Greatest Hits! of Tatsuro Yamashita is the first greatest hits album by Japanese singer-songwriter Tatsuro Yamashita, released in July 1982.

Overview
The album consists of Yamashita's songs mostly included on his previous six albums ranging from Circus Town to For You. The only song not included in any album is Amaku Kiken na Kaori which is only released as a single and a re-recording of Funky Flushin'. According to Yamashita, "Greatest Hits" is just a mundane joke that I thought of as a western music lover. The original album release (RAL-8803) included Yamashita's biography, discography, and various photographs in the form of a booklet.

Lawsuit
In 1990, BMG Victor told Yamashita of its plans to release the album, and it asked Smile to provide technical help for the project. Smile agreed, and in September 1990 the album was released (BVCR-2505) with the phrase "the only album authorized by Tatsuro Yamashita" displayed on the "obi strip". It was not until February 1991 that when Yamashita received a fan letter complaining that some songs of the album's 12 tracks were different from the previous versions. Claiming the record company had engaged in false advertising, Yamashita and his production company hired attorney Atsushi Naito, and in February 1991 they sent BMG Victor a cease and desist letter.

Changes in this release are:
Amaku Kiken na Kaori was taken from the 1984 compilation album Come Along II and DJ Katsuya Kobayashi can be heard in the intro.
Ride on Time was replaced from the single version to the album version.
Funky Flushin' was taken from the studio album Moonglow.
Bomber uses the sound taken from the 1980 compilation album Come Along and DJ Katsuya Kobayashi can once again be heard in the intro
Solid Slider was replaced from the 3 min. version to the 7 min. version from Spacy
Interlude B Part II from For You is included at the beginning before Your Eyes.

A settlement was made in 1995 and it was once collected from the store. All of those edits were fixed in the 1997 issue of the album (BVCR-1541) along with three bonus tracks.

Track listing

Personnel

Loveland, Island
Tatsuro Yamashita – Electric Guitar (Right) & Background Vocals
Jun Aoyama – Drums
Koki Ito – Bass
Kazuo Shiina – Electric Guitar (Left)

## Source data

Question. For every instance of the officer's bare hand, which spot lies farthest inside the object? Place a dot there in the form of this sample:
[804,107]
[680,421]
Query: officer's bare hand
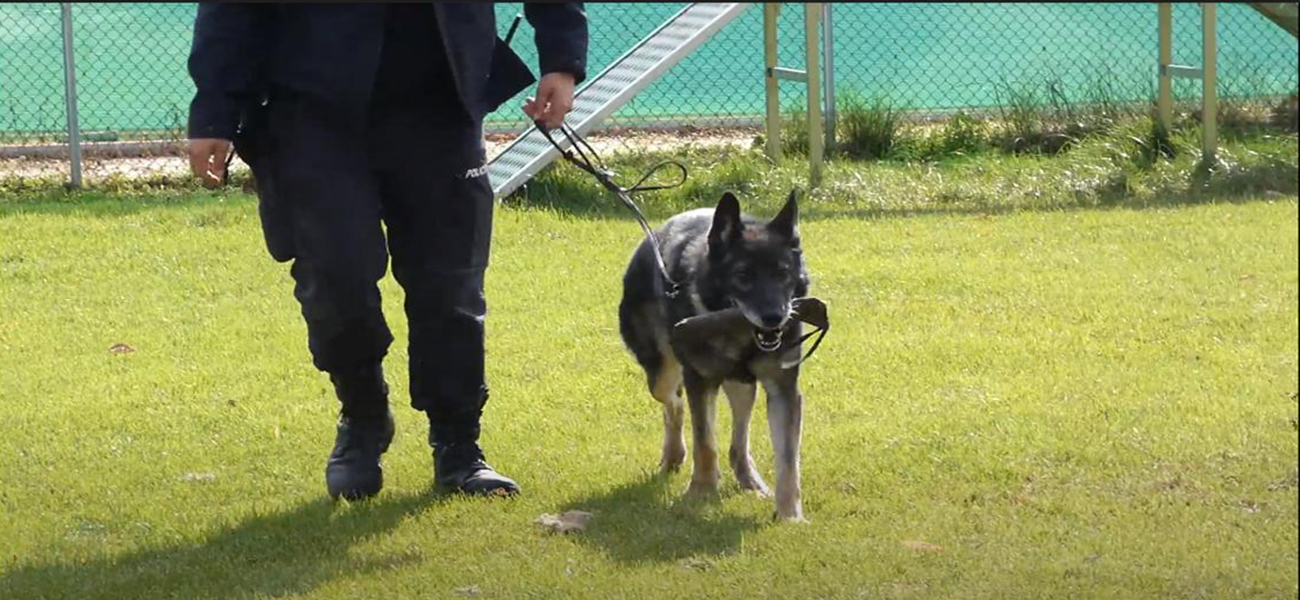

## Aim of the exercise
Write the next part of the article on Tatsuro Yamashita's greatest hits album, picking up after its last line. The material has nothing to do with the article on the Tatsuro Yamashita album.

## Answer to this task
Hiroyuki Namba – Keyboards
Hidefumi Toki – Alto Sax (Solo)
Motoya Hamaguchi – Percussion
Keiko Yamakawa – Harp
From the 1982 album "For You"

愛を描いて –Let's Kiss The Sun–
Tatsuro Yamashita – Electric Guitar (Right), Percussion & Background Vocals
Yutaka Uehara – Drums
Akihiro Tanaka – Bass
Kazuo Shiina – Electric Guitar (Left)
Hiroyuki Namba – Keyboards
Minako Yoshida – Background Vocals
Kazumi Takeda – Trumpet
Shigeharu Mukai – Trombone
Tadanori Konakawa – Trombone
Takeru Muraoka – Tenor Sax
Shunzo Sunahara – Baritone Sax
From the 1979 album "Moonglow", also released as a single.

Amaku Kiken na Kaori
Tatsuro Yamashita – Electric Guitar (Left), Acoustic Piano (Solo) & Percussion
Jun Aoyama – Drums
Koki Ito – Bass
Tsunehide Matsuki – Electric Guitar (Right)
Hiroyuki Namba – Keyboards
Motoya Hamaguchi – Percussion
Shin Kazuhara – Trumpet
Masahiro Kobayashi – Trumpet
Shigeharu Mukai – Trombone
Tadanori Konakawa – Trombone
Takeru Muraoka – Tenor Sax
Shunzo Sunahara – Baritone Sax
Tadaaki Ohno – Strings Concert Master
Koji Hajima – Conductor
Strings arranged by Masahide Sakuma
Released only as a single.

Ride on Time
Tatsuro Yamashita – Electric Guitar (Right), Percussion & Background Vocals
Jun Aoyama – Drums
Koki Ito – Bass
Kazuo Shiina – Electric Guitar (Left)
Hiroyuki Namba – Keyboards
Hidefumi Toki – Alto Sax (Solo)
Minako Yoshida – Background Vocals
Shin Kazuhara – Trumpet
Yoshihiro Nakagawa – Trumpet
Shigeharu Mukai – Trombone
Tadanori Konakawa – Trombone
Takeru Muraoka – Tenor Sax
Shunzo Sunahara – Baritone Sax
From the 1980 single "Ride on Time".

The Door into Summer
Tatsuro Yamashita – Electric Guitar (Right), Clavinet, Percussion & Background Vocals
Jun Aoyama – Drums
Koki Ito – Bass
Kazuo Shiina – Electric Guitar (Left)
Hiroyuki Namba – Keyboards
Kenji Nakazawa – Flugelhorn (Solo)
Minako Yoshida – Background Vocals
From the 1980 album "Ride on Time".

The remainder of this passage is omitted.